Passage

More strains of drug-resistant bacteria have been cropping up, rivaling the superbug MRSA that has been making recent headlines. Anicetobacter baumannii, Pseudomonas aeruginosa and Klebsiella pneumoniae belong to category of bacteria called “gram-negative.” These bacteria are difficult to fight because they are wrapped in a double membrane and harbor enzymes that chew up many antibiotics.
While some drugs are still available to treat MRSA, the drugs used to treat gram-negative bacteria are becoming ineffective. Antibiotics known as carbapenems have been the drug of last resort for gram-negatives, but the bugs have developed a way to make an enzyme that dissolves the drugs.
As the best drugs fail, doctors are turning to more dangerous, toxic drugs to treat the infections such as colistin, which side effects include kidney damage and deafness.
Infections from these three bugs are not reportable by law, but voluntary reports in 2002 identified 104,000 gram-negative infections that were resistant to at least some antibiotics. That same year, there were 102,000 MRSA infections reported.

Task objective
Extend the passage on drug-resistant gram-negative bacteria, picking up after its final sentence.

Data listing
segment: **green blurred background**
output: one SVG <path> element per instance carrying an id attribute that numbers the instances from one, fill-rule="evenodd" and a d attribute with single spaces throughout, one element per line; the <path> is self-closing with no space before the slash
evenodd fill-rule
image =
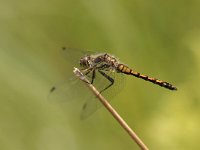
<path id="1" fill-rule="evenodd" d="M 81 121 L 81 106 L 48 102 L 71 74 L 63 46 L 176 85 L 128 77 L 112 105 L 150 149 L 200 149 L 199 0 L 0 0 L 1 150 L 139 149 L 105 108 Z"/>

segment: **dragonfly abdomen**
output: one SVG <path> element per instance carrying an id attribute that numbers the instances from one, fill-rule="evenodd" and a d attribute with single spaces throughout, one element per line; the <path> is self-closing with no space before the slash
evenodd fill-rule
<path id="1" fill-rule="evenodd" d="M 139 72 L 135 72 L 133 71 L 132 69 L 130 69 L 129 67 L 125 66 L 124 64 L 119 64 L 117 66 L 117 70 L 121 73 L 124 73 L 124 74 L 127 74 L 127 75 L 133 75 L 137 78 L 141 78 L 143 80 L 146 80 L 146 81 L 149 81 L 149 82 L 152 82 L 154 84 L 157 84 L 159 86 L 162 86 L 162 87 L 165 87 L 167 89 L 170 89 L 170 90 L 177 90 L 177 88 L 175 86 L 173 86 L 172 84 L 168 83 L 168 82 L 165 82 L 165 81 L 162 81 L 162 80 L 158 80 L 156 78 L 151 78 L 151 77 L 148 77 L 146 75 L 143 75 L 143 74 L 140 74 Z"/>

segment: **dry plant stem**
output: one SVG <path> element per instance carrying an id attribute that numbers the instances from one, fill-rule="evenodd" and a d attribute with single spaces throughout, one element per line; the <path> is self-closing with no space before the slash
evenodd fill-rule
<path id="1" fill-rule="evenodd" d="M 122 117 L 116 112 L 116 110 L 108 103 L 108 101 L 99 93 L 99 91 L 88 81 L 82 72 L 74 68 L 74 74 L 82 80 L 88 88 L 93 92 L 93 94 L 101 101 L 101 103 L 106 107 L 106 109 L 112 114 L 112 116 L 118 121 L 118 123 L 126 130 L 126 132 L 131 136 L 131 138 L 137 143 L 137 145 L 142 150 L 148 150 L 147 146 L 142 142 L 142 140 L 137 136 L 137 134 L 128 126 L 128 124 L 122 119 Z"/>

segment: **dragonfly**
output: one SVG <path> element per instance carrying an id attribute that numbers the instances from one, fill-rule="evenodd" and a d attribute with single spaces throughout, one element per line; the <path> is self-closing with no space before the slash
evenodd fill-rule
<path id="1" fill-rule="evenodd" d="M 79 67 L 84 76 L 89 79 L 90 84 L 93 84 L 102 95 L 108 97 L 115 96 L 121 91 L 124 75 L 134 76 L 172 91 L 177 90 L 171 83 L 136 72 L 109 53 L 96 53 L 65 47 L 62 48 L 62 53 L 71 67 Z M 80 88 L 80 83 L 77 80 L 76 77 L 72 77 L 61 86 L 53 86 L 50 90 L 50 97 L 57 99 L 59 95 L 62 95 L 61 97 L 64 99 L 73 99 L 69 96 L 77 95 L 74 91 Z M 87 97 L 86 95 L 78 97 L 84 98 Z M 87 97 L 87 99 L 82 107 L 82 119 L 90 116 L 101 106 L 95 96 Z"/>

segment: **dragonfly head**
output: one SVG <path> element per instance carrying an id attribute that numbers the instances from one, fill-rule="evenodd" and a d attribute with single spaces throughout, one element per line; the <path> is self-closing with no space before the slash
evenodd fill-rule
<path id="1" fill-rule="evenodd" d="M 80 59 L 80 66 L 84 68 L 90 67 L 90 56 L 84 56 Z"/>

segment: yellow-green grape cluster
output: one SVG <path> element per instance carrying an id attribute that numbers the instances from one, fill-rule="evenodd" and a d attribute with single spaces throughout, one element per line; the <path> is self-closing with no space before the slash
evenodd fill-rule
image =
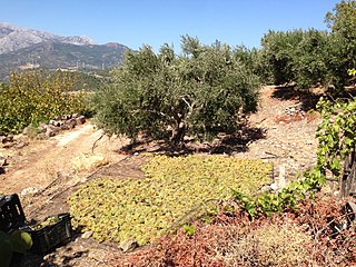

Exercise answer
Gram-negative bacteria are harmless to healthy people but infect already-damaged tissue. They enter the body by way of ventilator tubes, catheters, open wounds and burns, causing pneumonia, urinary tract infections, and bone, join and bloodstream infections.
Drug-resistant Pseudomonas caused the death of Brazilian beauty queen Mariana Bridi, who died of sepsis after doctors tried to contain the rampaging infection by amputating her feet and hands and removing her kidneys.
These three gram-negative strains, along with Escherichia coli are among the six leading causes of infections in hospitals, nursing homes and other healthcare settings. Resistant strains are on the rise throughout the United States.